=== Document section ===
········

We use PMM 1.17.0 to monitor MySQL DB hosts. Currently two MySQL hosts are being monitored, for few months.
Today, the QAN presentation for one of the hosts became unavailable.Namely, the QAN information for the time period of about 09:50-10:50 AM is not presented.
When trying to present it - a message appears “There is no query data because the MySQL Server is not configured for monitoring. For details about the required configuration, see Configuring MySQL for Percona Monitoring and Management in PMM documentation.”. If i try to view information before/after the time period 09:50-10:50 AM - everything is fine presented.
(That happens only for one of the two monitored MySQL hosts. The second host’s QAN information can be presented OK, including the 09:50-10:50 AM period.)
The monitored MySQL DB was up and available all the time.

········

=== Dataset content ===

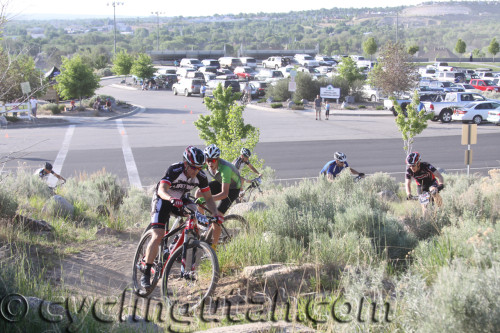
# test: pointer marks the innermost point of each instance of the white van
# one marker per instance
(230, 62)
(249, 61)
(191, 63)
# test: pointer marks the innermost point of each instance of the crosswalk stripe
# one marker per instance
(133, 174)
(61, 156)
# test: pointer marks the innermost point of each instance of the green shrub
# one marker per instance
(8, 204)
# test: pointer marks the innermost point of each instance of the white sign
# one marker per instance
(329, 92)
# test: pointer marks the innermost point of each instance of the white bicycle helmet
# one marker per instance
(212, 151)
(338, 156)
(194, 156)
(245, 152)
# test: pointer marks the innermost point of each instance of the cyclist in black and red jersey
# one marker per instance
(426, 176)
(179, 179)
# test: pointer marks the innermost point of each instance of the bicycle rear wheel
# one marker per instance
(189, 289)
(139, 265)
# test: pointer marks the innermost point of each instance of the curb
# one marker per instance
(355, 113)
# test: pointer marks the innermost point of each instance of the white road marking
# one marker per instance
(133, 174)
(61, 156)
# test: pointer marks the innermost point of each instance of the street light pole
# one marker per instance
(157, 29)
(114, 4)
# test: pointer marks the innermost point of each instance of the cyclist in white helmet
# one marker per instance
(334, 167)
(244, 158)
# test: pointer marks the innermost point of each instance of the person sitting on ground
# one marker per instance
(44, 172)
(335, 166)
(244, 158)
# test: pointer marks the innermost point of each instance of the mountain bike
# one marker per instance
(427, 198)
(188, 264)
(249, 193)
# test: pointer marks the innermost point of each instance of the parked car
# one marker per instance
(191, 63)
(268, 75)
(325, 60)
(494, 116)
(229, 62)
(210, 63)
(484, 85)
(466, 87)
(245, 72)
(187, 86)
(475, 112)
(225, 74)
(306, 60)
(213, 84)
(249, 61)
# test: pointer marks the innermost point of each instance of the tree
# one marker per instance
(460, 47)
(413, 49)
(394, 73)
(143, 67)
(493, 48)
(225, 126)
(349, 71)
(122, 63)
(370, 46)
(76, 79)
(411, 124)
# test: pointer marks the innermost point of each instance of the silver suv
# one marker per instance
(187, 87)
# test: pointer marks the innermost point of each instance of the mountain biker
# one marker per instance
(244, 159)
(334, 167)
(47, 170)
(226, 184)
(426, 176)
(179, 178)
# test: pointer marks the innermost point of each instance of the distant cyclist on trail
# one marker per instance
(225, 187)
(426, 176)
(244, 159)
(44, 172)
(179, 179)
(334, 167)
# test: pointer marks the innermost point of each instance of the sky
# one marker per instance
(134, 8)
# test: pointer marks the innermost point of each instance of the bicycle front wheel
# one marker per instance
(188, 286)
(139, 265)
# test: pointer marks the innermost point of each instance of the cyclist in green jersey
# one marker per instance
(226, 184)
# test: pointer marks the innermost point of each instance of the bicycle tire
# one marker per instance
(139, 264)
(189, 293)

········

=== Work instructions ===
(1) Restate word for word the part of the post about the missing QAN data that begins at the words "When trying to" and stops after "is fine presented.".
(2) State whether each statement agrees with the post about the missing QAN data, answering yes or no and quoting the deciding words of the post: (a) Two MySQL hosts are currently being monitored. (b) The QAN data for the 09:50-10:50 AM period is missing for both monitored hosts. (c) The monitored MySQL DB was unavailable during part of that period.
The listing is separate material and is not part of the post about the missing QAN data.

=== Results by task ===
(1)
When trying to present it - a message appears “There is no query data because the MySQL Server is not configured for monitoring. For details about the required configuration, see Configuring MySQL for Percona Monitoring and Management in PMM documentation.”. If i try to view information before/after the time period 09:50-10:50 AM - everything is fine presented.

(2)
(a) Yes: "Currently two MySQL hosts are being monitored"
(b) No: "That happens only for one of the two monitored MySQL hosts."
(c) No: "The monitored MySQL DB was up and available all the time."